ASSIGNMENT: Set down each entry exactly as given; pictures should not appear in the copy.

RECORD SET:
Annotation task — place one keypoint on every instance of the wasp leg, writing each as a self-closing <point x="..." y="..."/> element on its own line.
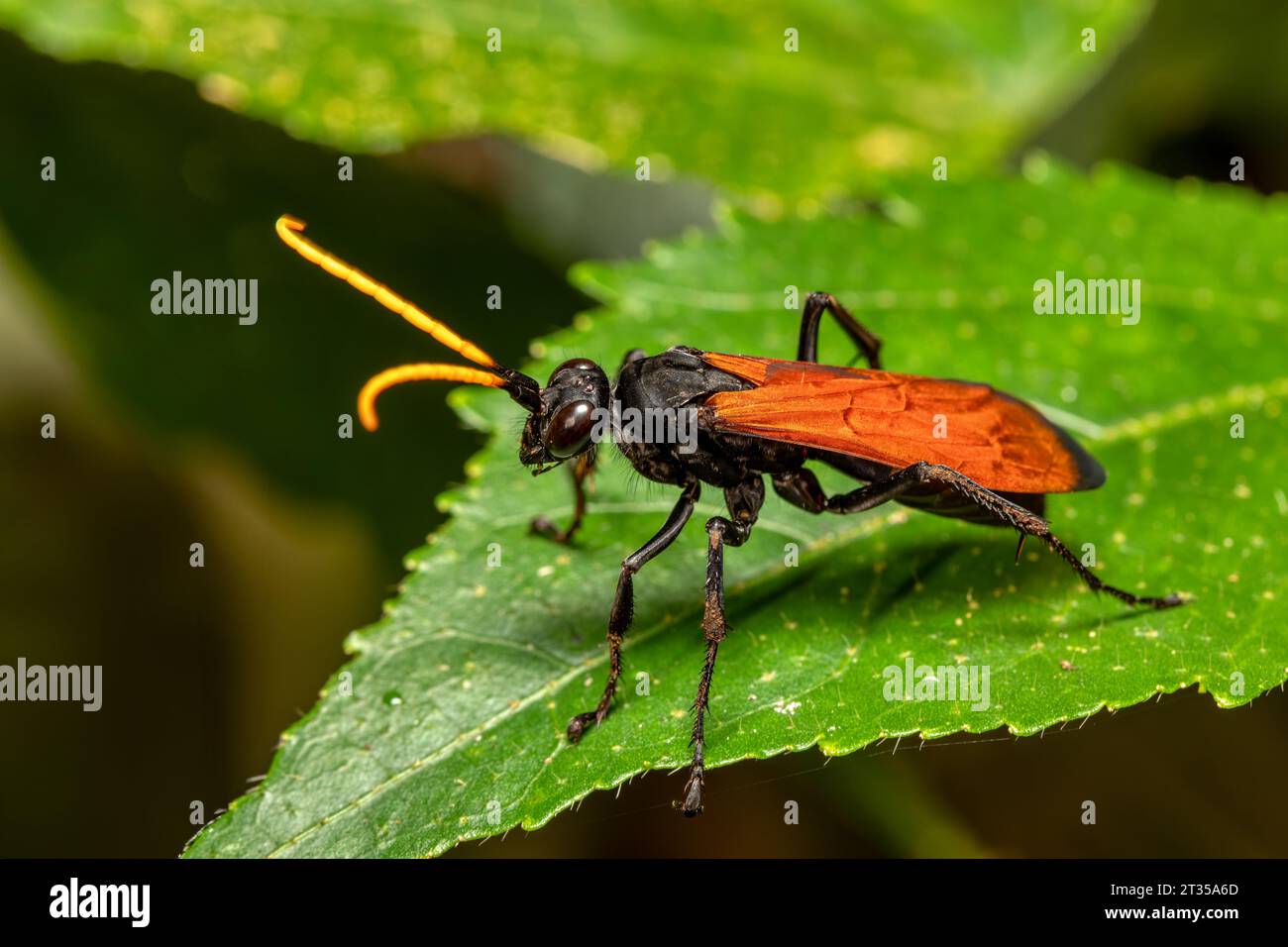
<point x="743" y="502"/>
<point x="814" y="305"/>
<point x="1025" y="522"/>
<point x="623" y="604"/>
<point x="581" y="471"/>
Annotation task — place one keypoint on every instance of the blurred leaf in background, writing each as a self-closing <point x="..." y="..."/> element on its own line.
<point x="800" y="101"/>
<point x="454" y="728"/>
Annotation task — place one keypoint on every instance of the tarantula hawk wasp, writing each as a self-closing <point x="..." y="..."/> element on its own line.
<point x="764" y="416"/>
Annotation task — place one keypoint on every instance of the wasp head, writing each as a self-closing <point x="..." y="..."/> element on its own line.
<point x="572" y="405"/>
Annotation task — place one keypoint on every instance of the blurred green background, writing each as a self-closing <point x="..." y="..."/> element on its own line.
<point x="180" y="431"/>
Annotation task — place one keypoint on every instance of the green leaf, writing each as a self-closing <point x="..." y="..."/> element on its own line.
<point x="454" y="728"/>
<point x="706" y="91"/>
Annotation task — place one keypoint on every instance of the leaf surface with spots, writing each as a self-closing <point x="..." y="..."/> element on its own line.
<point x="449" y="722"/>
<point x="696" y="89"/>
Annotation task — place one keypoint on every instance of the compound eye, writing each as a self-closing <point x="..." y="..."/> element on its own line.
<point x="578" y="367"/>
<point x="570" y="429"/>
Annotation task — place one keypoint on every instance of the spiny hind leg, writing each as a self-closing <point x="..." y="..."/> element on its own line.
<point x="623" y="604"/>
<point x="802" y="488"/>
<point x="743" y="502"/>
<point x="818" y="303"/>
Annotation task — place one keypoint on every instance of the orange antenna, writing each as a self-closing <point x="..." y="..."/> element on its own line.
<point x="288" y="228"/>
<point x="424" y="371"/>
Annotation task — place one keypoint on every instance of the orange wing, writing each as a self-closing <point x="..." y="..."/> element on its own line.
<point x="996" y="440"/>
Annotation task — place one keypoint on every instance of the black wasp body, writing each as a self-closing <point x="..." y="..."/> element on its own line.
<point x="949" y="447"/>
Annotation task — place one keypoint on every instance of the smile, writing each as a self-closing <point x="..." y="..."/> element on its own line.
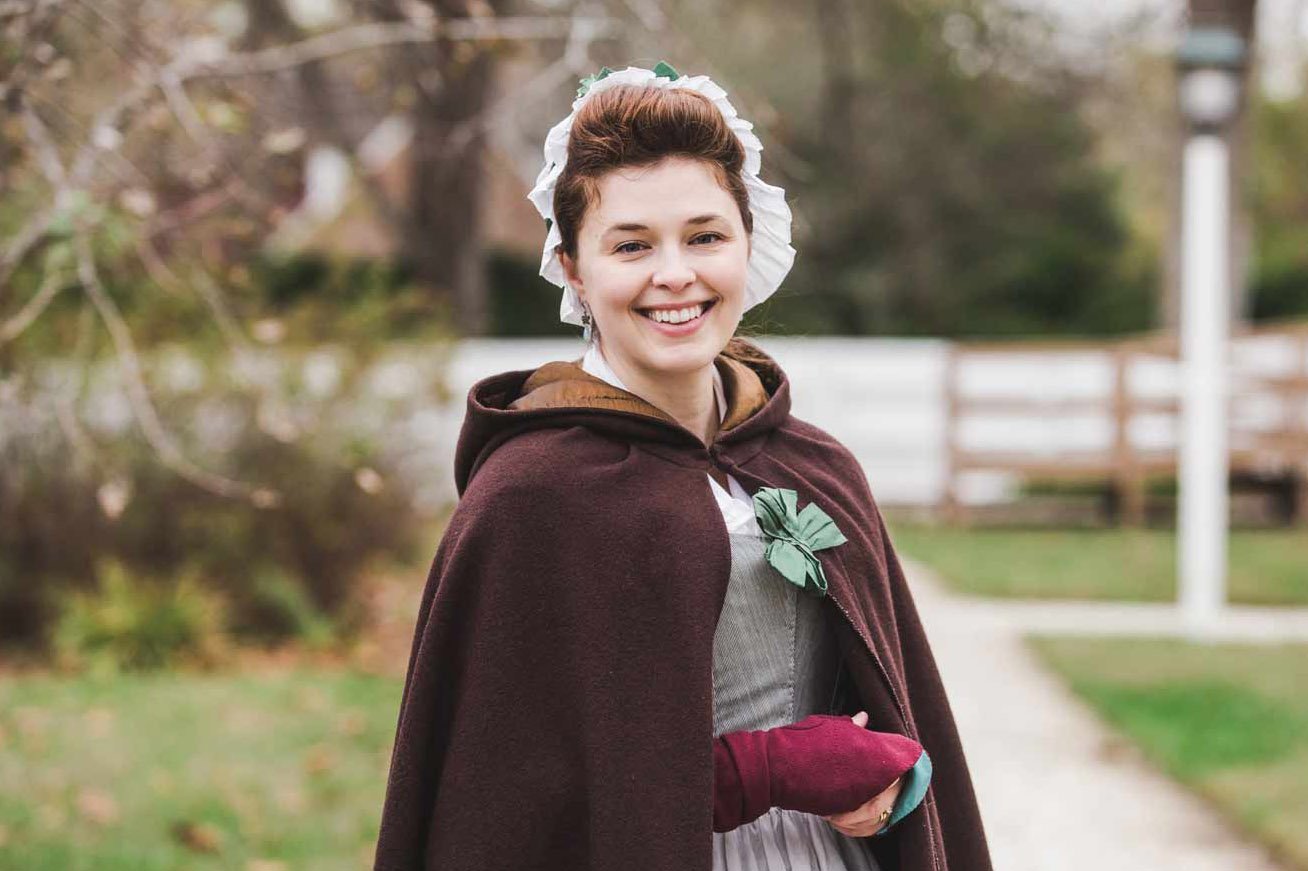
<point x="678" y="321"/>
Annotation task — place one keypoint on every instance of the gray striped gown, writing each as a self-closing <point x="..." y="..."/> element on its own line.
<point x="774" y="662"/>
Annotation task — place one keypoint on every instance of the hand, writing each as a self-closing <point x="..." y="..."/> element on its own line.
<point x="863" y="820"/>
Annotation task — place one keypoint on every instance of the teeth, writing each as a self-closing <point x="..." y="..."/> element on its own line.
<point x="675" y="315"/>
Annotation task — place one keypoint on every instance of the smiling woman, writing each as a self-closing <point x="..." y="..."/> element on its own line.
<point x="612" y="666"/>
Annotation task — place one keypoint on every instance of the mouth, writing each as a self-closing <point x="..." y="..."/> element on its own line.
<point x="679" y="321"/>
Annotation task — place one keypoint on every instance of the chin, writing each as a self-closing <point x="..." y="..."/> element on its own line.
<point x="686" y="358"/>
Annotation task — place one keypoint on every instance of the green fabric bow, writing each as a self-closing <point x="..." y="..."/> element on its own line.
<point x="794" y="535"/>
<point x="662" y="69"/>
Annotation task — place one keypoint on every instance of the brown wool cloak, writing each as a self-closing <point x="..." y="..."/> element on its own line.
<point x="557" y="710"/>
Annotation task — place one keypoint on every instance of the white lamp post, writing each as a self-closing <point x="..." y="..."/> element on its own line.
<point x="1210" y="66"/>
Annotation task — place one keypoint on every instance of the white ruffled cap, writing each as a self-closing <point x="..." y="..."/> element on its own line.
<point x="771" y="255"/>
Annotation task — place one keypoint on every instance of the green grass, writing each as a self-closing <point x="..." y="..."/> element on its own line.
<point x="1266" y="566"/>
<point x="173" y="770"/>
<point x="1228" y="721"/>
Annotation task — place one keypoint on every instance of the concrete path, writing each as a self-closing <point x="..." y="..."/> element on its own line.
<point x="1058" y="790"/>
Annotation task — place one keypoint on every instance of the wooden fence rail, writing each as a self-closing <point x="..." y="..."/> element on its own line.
<point x="1124" y="390"/>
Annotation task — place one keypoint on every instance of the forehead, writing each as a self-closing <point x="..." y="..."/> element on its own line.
<point x="670" y="191"/>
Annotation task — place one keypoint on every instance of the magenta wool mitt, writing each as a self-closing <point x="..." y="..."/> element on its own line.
<point x="824" y="764"/>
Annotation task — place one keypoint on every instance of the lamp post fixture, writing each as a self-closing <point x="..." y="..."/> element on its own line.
<point x="1210" y="64"/>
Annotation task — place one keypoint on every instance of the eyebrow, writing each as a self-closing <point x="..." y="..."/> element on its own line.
<point x="696" y="220"/>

EXERCISE ANSWER:
Annotation task — place one keypoint on every instance of the wasp leg, writing each as a self-closing <point x="..." y="..."/> element on its own line.
<point x="743" y="502"/>
<point x="814" y="305"/>
<point x="1025" y="522"/>
<point x="623" y="604"/>
<point x="581" y="471"/>
Annotation task — place one keypoint on every instance of the blurred leaf in background, writing each as a self-closing <point x="..." y="..."/> element on its own line.
<point x="800" y="101"/>
<point x="454" y="728"/>
Annotation task — place one keypoint on every instance of the tarantula hawk wasp, writing each as a self-closing <point x="..." y="..."/> element on its own line.
<point x="764" y="416"/>
Annotation task — place one keypoint on every instance of the wasp head, writing each as a self-closing <point x="..." y="..."/> element on its own line.
<point x="572" y="405"/>
Annotation task — place one keypoint on every instance of the blurred green background, writing each as a self-closing <point x="..." y="..."/> element on its own line.
<point x="180" y="431"/>
Annotation task — place one keypoint on every instance of the green leaf, writing each as a self-closing <point x="..." y="..."/> element on its own line.
<point x="454" y="728"/>
<point x="706" y="91"/>
Annotation task — place one keypoint on every instance of the leaf surface with spots, writing each as a self-closing <point x="..." y="..."/> element on its own line.
<point x="449" y="722"/>
<point x="696" y="89"/>
Annotation task — place one keypoint on every instance of the compound eye, writing each as a self-closing <point x="..." y="..."/> element on its own line.
<point x="578" y="367"/>
<point x="570" y="429"/>
Annotation task — place one keypoint on every instance of the spiny hind leg, writing each as a self-closing <point x="..." y="..."/> element on its own line.
<point x="623" y="604"/>
<point x="802" y="488"/>
<point x="743" y="502"/>
<point x="818" y="303"/>
Annotation task — place one keypoint on every instance of the orange antenna, writing each as a self-closing <point x="..." y="..."/> element on its own line.
<point x="288" y="228"/>
<point x="424" y="371"/>
Annotation task — place one keypoint on every instance of the orange wing, writing each as a self-closing <point x="..." y="..."/> element on its own line.
<point x="996" y="440"/>
Annotation task — place one keypoint on every instance of the black wasp body, writing each as a self-closing <point x="..." y="..."/> element on its own line.
<point x="949" y="447"/>
Annotation task — place one keypoint on every instance of the smile, writing each as a self-closing <point x="..." y="..."/> element on its own line.
<point x="678" y="321"/>
Annotation task — place one keypoint on every instance of the gray striped gown, writing each as a self-closing <point x="..." y="..."/> element on its own line.
<point x="774" y="662"/>
Annotation task — place one keypoint on every instance of the hand, writing each as a self-closing <point x="..." y="..."/> element on its own line.
<point x="863" y="820"/>
Annotation task — place one keypoint on every instance of the teeth, writing each as a self-closing <point x="..." y="..."/> element on its own line.
<point x="675" y="315"/>
Annotation task — place one keypoint on every instance of the smiling woman, writing each as a self-closing <point x="..." y="..."/> element on its own line.
<point x="612" y="666"/>
Annotation task — place one keypoint on every instance of the mouth, writing each as a self-closing <point x="..." y="..."/> element on its own line.
<point x="679" y="321"/>
Annotation task — place one keypoint on every instance of the chin, writing each as a self-closing <point x="..." y="..."/> element on its own line.
<point x="686" y="358"/>
Annotation task — place one keypoint on every instance of the green fabric bow, writing each as a self-closing <point x="..." y="..."/> element on its own line.
<point x="794" y="535"/>
<point x="662" y="69"/>
Annotation task — place one keypoint on every instance of the brown wool cloak, writing each as a self-closing <point x="..." y="..."/> element on its own line.
<point x="557" y="710"/>
Annotation task — place one keypoint on every instance of the white lamp post, writing each as a self-closing <point x="..." y="..."/> element on its own line.
<point x="1210" y="66"/>
Annotation task — place one keypoint on every instance of the white ruffled cap, writing each as a self-closing <point x="..." y="..."/> element on its own line.
<point x="771" y="255"/>
Annotation task — place one keypoint on every instance of the green grass, writing each as a self-closing <point x="..." y="..."/> element on its own line.
<point x="1266" y="566"/>
<point x="173" y="770"/>
<point x="1228" y="721"/>
Annotation task — place one keypoint on every instance of the concrete path, writing each as a self-closing <point x="..." y="..."/> element on its own line.
<point x="1058" y="790"/>
Annotation task — place one keypoint on every instance of the wooden fence rail, writing each as a self-closing <point x="..." y="..."/> element on its own line.
<point x="1124" y="390"/>
Annotation task — place one keypoint on every instance of the forehead, writing each as a self-closing <point x="..." y="..."/> element on its own line.
<point x="670" y="191"/>
Annotation task — place one keypoint on every instance of the magenta wool mitt, writing each as a self-closing <point x="..." y="..."/> element on its own line.
<point x="824" y="764"/>
Annotation task — place one keypoint on every instance of the lamp post fixture, writing each as a self-closing <point x="..." y="..."/> element on its own line.
<point x="1210" y="64"/>
Annotation task — place one keypoint on every instance of the eyebrow, writing each as a self-closing <point x="..." y="..."/> element on its own line.
<point x="696" y="220"/>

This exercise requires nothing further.